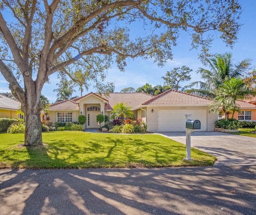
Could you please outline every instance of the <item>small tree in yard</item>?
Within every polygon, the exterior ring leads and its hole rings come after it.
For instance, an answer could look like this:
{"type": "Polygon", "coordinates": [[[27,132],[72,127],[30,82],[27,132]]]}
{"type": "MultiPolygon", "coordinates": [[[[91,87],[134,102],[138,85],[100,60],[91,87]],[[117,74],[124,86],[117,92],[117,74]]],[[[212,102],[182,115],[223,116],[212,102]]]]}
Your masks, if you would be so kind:
{"type": "Polygon", "coordinates": [[[101,127],[101,123],[104,121],[104,115],[99,114],[96,116],[96,121],[100,123],[100,129],[101,127]]]}
{"type": "Polygon", "coordinates": [[[124,123],[125,117],[132,117],[133,116],[133,113],[131,110],[130,108],[127,106],[127,104],[124,104],[123,102],[116,104],[113,107],[113,110],[111,111],[111,113],[112,119],[120,117],[122,123],[124,123]]]}
{"type": "Polygon", "coordinates": [[[79,115],[78,122],[80,125],[84,125],[86,121],[86,117],[84,115],[79,115]]]}
{"type": "Polygon", "coordinates": [[[202,47],[204,58],[216,32],[231,46],[237,40],[238,1],[1,1],[0,72],[21,103],[24,145],[42,145],[40,98],[50,76],[74,75],[74,68],[98,85],[114,58],[122,71],[127,58],[150,58],[162,66],[182,31],[191,35],[192,48],[202,47]],[[146,28],[141,36],[130,36],[134,23],[146,28]]]}

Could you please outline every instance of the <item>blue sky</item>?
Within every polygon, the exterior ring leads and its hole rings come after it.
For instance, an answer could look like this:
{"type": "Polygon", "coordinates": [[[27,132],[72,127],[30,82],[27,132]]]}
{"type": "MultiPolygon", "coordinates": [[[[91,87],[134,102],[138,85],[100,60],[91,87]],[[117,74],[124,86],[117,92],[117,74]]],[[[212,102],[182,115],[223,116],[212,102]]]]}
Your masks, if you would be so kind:
{"type": "MultiPolygon", "coordinates": [[[[256,68],[256,1],[255,0],[240,0],[242,4],[243,13],[240,22],[243,25],[238,34],[238,41],[231,49],[226,47],[220,38],[217,36],[214,39],[210,52],[212,53],[222,54],[225,52],[230,52],[233,55],[234,62],[240,62],[245,58],[252,60],[252,66],[256,68]]],[[[189,35],[185,32],[180,35],[176,46],[173,48],[173,60],[167,62],[162,68],[158,67],[153,63],[153,60],[142,60],[140,58],[135,60],[130,59],[128,66],[124,73],[120,72],[118,68],[113,65],[108,72],[106,82],[115,82],[115,92],[119,92],[122,89],[132,87],[136,89],[144,85],[146,83],[152,86],[158,84],[163,85],[164,80],[161,78],[165,76],[166,71],[170,71],[176,67],[186,66],[193,70],[191,73],[191,80],[184,82],[186,85],[190,83],[200,80],[200,76],[196,71],[199,67],[208,68],[202,64],[198,59],[199,51],[196,50],[190,50],[191,48],[191,40],[189,35]]],[[[56,84],[59,81],[56,75],[50,76],[50,84],[45,84],[42,90],[42,94],[49,100],[50,102],[54,102],[56,99],[56,93],[53,90],[58,88],[56,84]]],[[[96,92],[91,84],[88,91],[84,91],[83,95],[88,93],[96,92]]],[[[73,96],[80,96],[78,88],[75,88],[76,93],[73,96]]],[[[10,92],[8,84],[2,75],[0,74],[0,93],[10,92]]]]}

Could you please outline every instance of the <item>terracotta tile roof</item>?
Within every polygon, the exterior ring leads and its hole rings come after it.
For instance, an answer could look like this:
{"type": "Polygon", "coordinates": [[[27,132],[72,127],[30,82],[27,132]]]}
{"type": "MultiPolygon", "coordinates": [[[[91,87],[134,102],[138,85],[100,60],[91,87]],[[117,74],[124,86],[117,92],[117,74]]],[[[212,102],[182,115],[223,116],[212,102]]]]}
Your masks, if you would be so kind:
{"type": "Polygon", "coordinates": [[[256,105],[243,101],[236,101],[236,105],[238,106],[240,109],[256,109],[256,105]]]}
{"type": "Polygon", "coordinates": [[[144,93],[110,93],[101,94],[100,96],[108,101],[108,105],[105,106],[105,109],[111,110],[116,104],[122,102],[125,104],[127,104],[133,109],[154,97],[154,96],[144,93]]]}
{"type": "Polygon", "coordinates": [[[64,100],[60,102],[51,105],[49,109],[54,110],[74,110],[79,109],[79,104],[72,100],[64,100]]]}
{"type": "Polygon", "coordinates": [[[20,108],[20,102],[0,94],[0,108],[17,110],[20,108]]]}
{"type": "Polygon", "coordinates": [[[142,105],[209,105],[212,100],[169,90],[143,103],[142,105]]]}
{"type": "Polygon", "coordinates": [[[99,94],[96,94],[96,93],[93,93],[92,92],[91,92],[90,93],[86,94],[86,95],[85,95],[85,96],[83,96],[82,97],[79,97],[78,98],[76,98],[76,99],[73,99],[72,100],[72,101],[74,101],[74,102],[76,102],[77,101],[78,101],[78,100],[80,100],[81,99],[82,99],[83,98],[84,98],[84,97],[86,97],[86,96],[89,96],[90,95],[94,95],[94,96],[97,96],[97,97],[99,97],[99,98],[100,98],[101,99],[102,99],[104,100],[106,100],[106,101],[107,102],[108,102],[106,99],[102,98],[102,96],[101,96],[99,94]]]}

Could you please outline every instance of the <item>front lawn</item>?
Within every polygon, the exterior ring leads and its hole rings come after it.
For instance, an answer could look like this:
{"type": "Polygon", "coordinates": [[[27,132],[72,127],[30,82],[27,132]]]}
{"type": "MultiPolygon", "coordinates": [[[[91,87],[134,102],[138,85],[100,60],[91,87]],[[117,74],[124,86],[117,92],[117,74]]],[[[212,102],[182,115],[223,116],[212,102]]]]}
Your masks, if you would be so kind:
{"type": "Polygon", "coordinates": [[[160,135],[82,131],[42,133],[44,146],[22,145],[24,134],[0,133],[0,168],[86,168],[212,165],[216,157],[160,135]]]}
{"type": "Polygon", "coordinates": [[[256,133],[251,133],[252,131],[255,131],[255,128],[238,128],[238,132],[230,132],[230,133],[247,136],[247,137],[256,137],[256,133]]]}

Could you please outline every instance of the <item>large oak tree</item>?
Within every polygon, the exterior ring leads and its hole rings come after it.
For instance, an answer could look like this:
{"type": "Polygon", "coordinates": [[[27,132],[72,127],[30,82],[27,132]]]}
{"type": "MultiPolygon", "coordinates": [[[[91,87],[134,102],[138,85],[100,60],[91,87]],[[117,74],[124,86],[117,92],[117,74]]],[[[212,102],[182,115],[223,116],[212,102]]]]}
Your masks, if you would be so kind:
{"type": "Polygon", "coordinates": [[[152,58],[162,65],[172,59],[181,31],[208,57],[216,34],[231,46],[236,40],[237,2],[0,1],[0,71],[25,113],[25,145],[42,144],[39,98],[51,74],[74,64],[96,79],[106,76],[112,59],[123,70],[128,57],[152,58]],[[141,28],[141,37],[129,34],[135,23],[147,30],[141,28]]]}

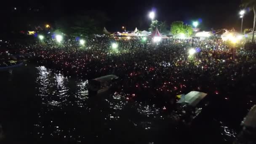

= = =

EXERCISE: Copy the rows above from the line with "Could you please outline every instance of the <item>large" up to and including the last line of the rows, keeping the requests. Multiply every coordinate in the answer polygons by 0.7 and round it to a whole number, rounding halves up; leave the pictures out.

FINISHED EXERCISE:
Could you please outline every instance of the <item>large oak tree</item>?
Within every polygon, the exterior ring leads and its hole rings come after it.
For instance, an answer could look like this:
{"type": "Polygon", "coordinates": [[[27,132],[72,127],[30,82],[27,132]]]}
{"type": "MultiPolygon", "coordinates": [[[[91,87],[134,102],[138,85],[100,60],[91,87]],[[117,74],[124,86],[117,92],[117,74]]],[[[212,102],[182,115],[223,116],[212,102]]]]}
Your masks, if you would be so kind:
{"type": "Polygon", "coordinates": [[[106,41],[113,46],[120,41],[127,22],[146,40],[151,24],[162,32],[165,28],[166,1],[0,1],[0,50],[18,79],[18,102],[29,101],[27,69],[36,52],[52,45],[67,55],[74,53],[78,41],[86,49],[90,40],[106,41]],[[99,20],[99,26],[90,24],[95,16],[103,21],[99,20]]]}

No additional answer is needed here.